Aim of the task: Starting with the line that contains "the window sill", copy every line through the end of the data below, exactly and with nothing added.

Data for this exercise:

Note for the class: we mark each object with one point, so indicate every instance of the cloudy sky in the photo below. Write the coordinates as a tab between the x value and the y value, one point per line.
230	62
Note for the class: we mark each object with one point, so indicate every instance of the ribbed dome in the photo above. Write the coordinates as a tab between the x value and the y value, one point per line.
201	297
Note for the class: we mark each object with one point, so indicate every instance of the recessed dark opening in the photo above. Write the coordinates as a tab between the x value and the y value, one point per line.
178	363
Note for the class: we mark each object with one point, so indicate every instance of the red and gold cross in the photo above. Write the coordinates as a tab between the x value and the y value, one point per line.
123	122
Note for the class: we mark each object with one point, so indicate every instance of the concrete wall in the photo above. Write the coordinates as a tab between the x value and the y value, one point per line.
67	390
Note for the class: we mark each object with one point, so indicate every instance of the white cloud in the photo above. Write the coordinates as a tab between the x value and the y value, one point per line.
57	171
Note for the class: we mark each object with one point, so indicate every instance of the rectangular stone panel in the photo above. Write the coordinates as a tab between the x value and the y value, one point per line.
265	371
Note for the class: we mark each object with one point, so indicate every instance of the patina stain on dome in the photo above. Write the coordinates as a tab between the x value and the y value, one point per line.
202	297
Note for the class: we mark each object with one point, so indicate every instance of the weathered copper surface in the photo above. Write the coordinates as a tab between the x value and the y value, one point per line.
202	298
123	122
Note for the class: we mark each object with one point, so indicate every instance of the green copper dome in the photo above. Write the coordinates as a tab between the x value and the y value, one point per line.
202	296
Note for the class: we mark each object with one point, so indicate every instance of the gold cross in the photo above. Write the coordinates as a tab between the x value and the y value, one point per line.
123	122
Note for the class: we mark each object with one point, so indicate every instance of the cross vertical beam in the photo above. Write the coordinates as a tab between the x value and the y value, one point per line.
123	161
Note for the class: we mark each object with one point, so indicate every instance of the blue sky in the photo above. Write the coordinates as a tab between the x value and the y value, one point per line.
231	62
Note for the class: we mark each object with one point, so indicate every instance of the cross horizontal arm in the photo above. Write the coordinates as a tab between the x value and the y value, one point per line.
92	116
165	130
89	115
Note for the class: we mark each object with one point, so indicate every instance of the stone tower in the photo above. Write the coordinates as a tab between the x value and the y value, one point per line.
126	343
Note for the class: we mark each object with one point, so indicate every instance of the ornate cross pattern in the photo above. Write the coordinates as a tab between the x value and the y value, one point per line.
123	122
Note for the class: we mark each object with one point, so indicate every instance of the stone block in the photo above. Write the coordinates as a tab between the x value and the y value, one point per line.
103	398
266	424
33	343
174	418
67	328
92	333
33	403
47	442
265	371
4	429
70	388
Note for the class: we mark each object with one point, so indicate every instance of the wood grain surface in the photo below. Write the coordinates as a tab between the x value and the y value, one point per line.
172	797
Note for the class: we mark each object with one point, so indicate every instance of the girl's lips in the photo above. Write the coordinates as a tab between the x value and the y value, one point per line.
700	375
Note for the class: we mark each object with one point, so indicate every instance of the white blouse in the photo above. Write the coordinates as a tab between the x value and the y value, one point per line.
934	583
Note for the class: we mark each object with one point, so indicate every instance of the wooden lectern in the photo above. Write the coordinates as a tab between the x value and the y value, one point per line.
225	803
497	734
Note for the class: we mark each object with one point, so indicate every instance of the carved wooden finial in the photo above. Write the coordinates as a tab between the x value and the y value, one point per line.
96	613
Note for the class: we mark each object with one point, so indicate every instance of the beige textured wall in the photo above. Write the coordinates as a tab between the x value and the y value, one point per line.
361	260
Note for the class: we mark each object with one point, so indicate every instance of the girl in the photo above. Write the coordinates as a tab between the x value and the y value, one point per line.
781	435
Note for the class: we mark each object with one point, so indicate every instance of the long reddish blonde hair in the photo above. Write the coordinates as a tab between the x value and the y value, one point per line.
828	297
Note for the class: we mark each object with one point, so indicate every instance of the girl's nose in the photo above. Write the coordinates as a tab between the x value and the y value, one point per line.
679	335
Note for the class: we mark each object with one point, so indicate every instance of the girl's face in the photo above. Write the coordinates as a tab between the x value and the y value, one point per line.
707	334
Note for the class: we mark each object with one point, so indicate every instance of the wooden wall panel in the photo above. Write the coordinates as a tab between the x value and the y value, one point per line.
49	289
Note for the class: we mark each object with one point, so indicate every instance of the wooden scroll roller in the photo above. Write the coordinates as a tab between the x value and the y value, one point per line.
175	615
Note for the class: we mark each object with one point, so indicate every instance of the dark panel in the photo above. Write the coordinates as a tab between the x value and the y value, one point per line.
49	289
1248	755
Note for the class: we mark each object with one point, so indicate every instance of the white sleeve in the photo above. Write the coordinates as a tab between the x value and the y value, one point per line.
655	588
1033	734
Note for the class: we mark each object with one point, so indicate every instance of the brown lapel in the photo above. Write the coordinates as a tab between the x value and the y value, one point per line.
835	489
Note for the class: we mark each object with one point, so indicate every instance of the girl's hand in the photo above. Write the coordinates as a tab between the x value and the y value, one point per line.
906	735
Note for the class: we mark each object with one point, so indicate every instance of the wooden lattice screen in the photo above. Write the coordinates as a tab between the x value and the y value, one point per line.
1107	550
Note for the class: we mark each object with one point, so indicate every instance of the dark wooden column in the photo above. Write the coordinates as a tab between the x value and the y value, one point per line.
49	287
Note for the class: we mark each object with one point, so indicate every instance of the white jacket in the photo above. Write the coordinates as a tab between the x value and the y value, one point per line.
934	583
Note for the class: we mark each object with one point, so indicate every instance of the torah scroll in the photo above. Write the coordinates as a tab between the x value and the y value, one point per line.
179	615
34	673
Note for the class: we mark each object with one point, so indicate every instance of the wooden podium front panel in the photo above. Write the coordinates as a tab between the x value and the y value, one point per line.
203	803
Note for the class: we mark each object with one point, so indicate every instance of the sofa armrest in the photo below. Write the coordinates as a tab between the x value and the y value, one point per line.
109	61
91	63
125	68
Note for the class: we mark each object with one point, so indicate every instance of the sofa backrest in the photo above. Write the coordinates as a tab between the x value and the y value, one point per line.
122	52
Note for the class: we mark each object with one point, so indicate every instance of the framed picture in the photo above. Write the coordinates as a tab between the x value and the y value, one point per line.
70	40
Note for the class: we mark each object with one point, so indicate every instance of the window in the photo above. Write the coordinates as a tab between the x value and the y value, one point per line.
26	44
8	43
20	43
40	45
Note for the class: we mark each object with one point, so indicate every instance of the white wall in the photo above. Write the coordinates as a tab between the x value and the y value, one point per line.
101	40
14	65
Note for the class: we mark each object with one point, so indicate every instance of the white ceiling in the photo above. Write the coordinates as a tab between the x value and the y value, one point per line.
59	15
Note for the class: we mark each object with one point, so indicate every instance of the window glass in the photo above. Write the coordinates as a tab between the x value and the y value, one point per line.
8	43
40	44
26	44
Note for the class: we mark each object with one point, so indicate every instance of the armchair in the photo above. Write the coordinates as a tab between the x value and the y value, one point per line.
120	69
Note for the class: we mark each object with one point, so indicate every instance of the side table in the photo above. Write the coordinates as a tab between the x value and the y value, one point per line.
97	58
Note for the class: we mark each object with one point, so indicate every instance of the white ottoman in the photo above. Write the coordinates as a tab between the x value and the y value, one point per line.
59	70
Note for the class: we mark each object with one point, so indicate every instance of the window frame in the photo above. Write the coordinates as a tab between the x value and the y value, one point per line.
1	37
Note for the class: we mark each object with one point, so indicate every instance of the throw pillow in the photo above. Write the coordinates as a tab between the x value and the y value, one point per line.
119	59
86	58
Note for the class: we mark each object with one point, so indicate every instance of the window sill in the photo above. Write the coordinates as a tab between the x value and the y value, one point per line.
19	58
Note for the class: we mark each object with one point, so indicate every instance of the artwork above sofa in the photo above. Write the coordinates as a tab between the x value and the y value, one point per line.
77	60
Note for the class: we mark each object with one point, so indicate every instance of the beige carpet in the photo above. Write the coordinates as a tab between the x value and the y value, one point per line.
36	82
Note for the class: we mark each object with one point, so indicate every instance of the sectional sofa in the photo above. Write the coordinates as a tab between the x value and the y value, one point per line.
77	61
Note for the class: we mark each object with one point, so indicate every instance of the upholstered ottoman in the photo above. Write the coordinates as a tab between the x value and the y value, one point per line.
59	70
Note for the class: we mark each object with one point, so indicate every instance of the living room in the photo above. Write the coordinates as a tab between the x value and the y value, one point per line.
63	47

Response to this task:
Note for the class: we mark each object with one point, so indicate every instance of the window sill in the photo above. Write the coordinates as a tab between the x value and the y value, one point per line.
19	58
Note for the class: we mark each object with one point, so indicate every instance of the artwork above sofa in the photo above. Write the coordinates as a tab between the x value and the y value, one point per line.
77	60
Note for the class: we mark each object with one point, so indicate every instance of the beige carpet in the photo above. Write the coordinates as a tab between the x value and the y value, one point per line.
36	82
Note for the class: we mark each object with one point, so indicate every instance of the sectional sofa in the photo above. Write the coordinates as a tab between the x value and the y value, one point per line.
77	61
Note for the class: we mark each object with one point, so indicate every instance of the upholstered ottoman in the photo above. Write the coordinates as a tab between the x value and the y value, one point per line.
59	70
Note for the class: we mark each object with one point, so indicate every instance of the living room in the photo above. Write the coordinates as a tab between the x value and the y value, one point per line.
63	47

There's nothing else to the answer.